I have everything I need in stock so I will give it a other try later this week. 

dbazuin's picture
dbazuin

I get it from from a Italian pizza chef in one of the many video’s I watched. I guess it is the sugar I have also see some guy using malted sugar. 
Getting the round shape is not something I get right every time. I think even the last one is not perfect but  close enough. 


I have everything I need in stock so I will give it a other try later this week. 

GlennM's picture
GlennM

I bake my pizza in a blackstone pizza oven and the taste of the honey is very nice, but, it will burn at high heat before the top is properly melted. I find if I drop the honey I can use the very hot deck and it  comes out great. I leave the dough balls two or three days before using and I have gone as long as a week with no issues 

 

dbazuin's picture
dbazuin

Looks tasty. 

GrainBrain's picture
GrainBrain

Just to clarify, I have nothing to do with the great pizzas in the photos and can only offer my compliments.

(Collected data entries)
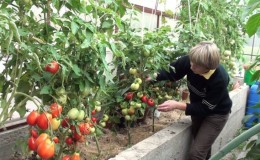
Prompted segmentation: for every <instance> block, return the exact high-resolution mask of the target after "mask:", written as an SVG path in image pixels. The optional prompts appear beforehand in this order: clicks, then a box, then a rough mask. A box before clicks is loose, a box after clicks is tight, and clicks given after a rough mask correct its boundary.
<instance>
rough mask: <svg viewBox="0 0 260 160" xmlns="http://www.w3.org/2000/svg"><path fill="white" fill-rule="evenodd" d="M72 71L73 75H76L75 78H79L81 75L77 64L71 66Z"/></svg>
mask: <svg viewBox="0 0 260 160" xmlns="http://www.w3.org/2000/svg"><path fill="white" fill-rule="evenodd" d="M72 70H73V71H74V73H75V74H76V75H77V76H81V73H80V71H81V70H80V68H79V67H78V65H77V64H73V67H72Z"/></svg>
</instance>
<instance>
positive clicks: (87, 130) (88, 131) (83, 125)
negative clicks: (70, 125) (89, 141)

TASK LIST:
a – List each distinct username that posts a comment in the pizza discussion text.
b – Go on with the pizza discussion, picking up after its final comment.

SOLVED PROBLEMS:
a – dbazuin, GlennM, GrainBrain

b –
But, to help those with a home oven who, like me, are baking at 550 degrees. A recipe and hydration are best matched to the correct oven temperature. We miss the mark when we copy a technique perfect for hotter ovens. At 550 you may find a tablespoon or less of honey improves browning, be careful to add it late in your dough mixing. Within reason you can adjust the amount for correct browning, but it's always a balancing act with the perfectly baked crust and getting your toppings baked perfectly. I wish everyone good eating, great pizza is not as simple as it looks ;- (

dbazuin's picture
dbazuin

Mine recepi is made for baking at 250° C that is as high as my oven get. If you have a oven that goes to 300 a 350 then you do not need the oil or maybe even not the honey. 

 

dbazuin's picture
dbazuin

Mine recepi is made for baking at 250° C that is as high as my oven get. If you have a oven that goes to 300 a 350 then you do not need the oil or maybe even not the honey. 

 

dbazuin's picture
dbazuin

This time a made the dough with 65% hydration instead of 60. 
The main reason was because I hoped it shaped a bit better and it did. 
But also the crust was better then before. 

GrainBrain's picture
GrainBrain

That is simply beautiful and artistic. I can see the crust is puffier with great shape. Did you detect any difference in flavor with the higher hydration? Thanks.

dbazuin's picture
dbazuin
dbazuin's picture
dbazuin

The crust was more crunchy and the flavour seems beter.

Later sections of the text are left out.